** Supplied material **
▼

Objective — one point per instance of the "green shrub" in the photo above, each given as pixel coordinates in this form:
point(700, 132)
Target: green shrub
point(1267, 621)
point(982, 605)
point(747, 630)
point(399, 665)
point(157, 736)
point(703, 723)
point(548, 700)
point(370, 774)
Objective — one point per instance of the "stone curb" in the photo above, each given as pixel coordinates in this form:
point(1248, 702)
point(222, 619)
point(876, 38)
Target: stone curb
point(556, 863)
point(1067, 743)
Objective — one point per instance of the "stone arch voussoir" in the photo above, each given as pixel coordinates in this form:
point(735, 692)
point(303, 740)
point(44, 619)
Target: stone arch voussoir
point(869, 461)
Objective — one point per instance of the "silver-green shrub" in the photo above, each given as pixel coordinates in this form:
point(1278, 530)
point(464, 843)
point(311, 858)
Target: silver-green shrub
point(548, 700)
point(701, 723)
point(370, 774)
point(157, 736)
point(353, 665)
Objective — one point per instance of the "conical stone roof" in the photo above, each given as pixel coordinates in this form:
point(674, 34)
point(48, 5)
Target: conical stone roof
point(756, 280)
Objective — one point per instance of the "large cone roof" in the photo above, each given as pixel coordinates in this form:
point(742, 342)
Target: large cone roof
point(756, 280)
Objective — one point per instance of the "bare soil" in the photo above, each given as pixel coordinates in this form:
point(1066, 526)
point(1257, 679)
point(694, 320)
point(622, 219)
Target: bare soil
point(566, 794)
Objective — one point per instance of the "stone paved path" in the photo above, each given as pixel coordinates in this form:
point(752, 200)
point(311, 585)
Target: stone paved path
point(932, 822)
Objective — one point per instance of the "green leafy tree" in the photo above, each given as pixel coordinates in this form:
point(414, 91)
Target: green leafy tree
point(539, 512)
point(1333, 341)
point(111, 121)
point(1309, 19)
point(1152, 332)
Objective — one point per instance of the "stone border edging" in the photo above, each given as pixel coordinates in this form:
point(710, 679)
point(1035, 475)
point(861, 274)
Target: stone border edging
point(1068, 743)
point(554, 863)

▲

** Your instructions **
Replace every "Target" with "Label" in the rows from the first line to the line with "point(1067, 743)", and give back only those lines with nothing else changed.

** Response for this exercise **
Objective — one point per instance of the "green shrub" in the photo above, each given as pixel coordinates in this form:
point(700, 132)
Label: green shrub
point(1267, 621)
point(982, 605)
point(747, 630)
point(399, 665)
point(157, 736)
point(703, 723)
point(548, 700)
point(370, 774)
Objective — one point per instance of the "stone curb" in the photo above, each given as pixel coordinates in this form:
point(1248, 702)
point(222, 619)
point(876, 38)
Label: stone curb
point(556, 863)
point(1067, 743)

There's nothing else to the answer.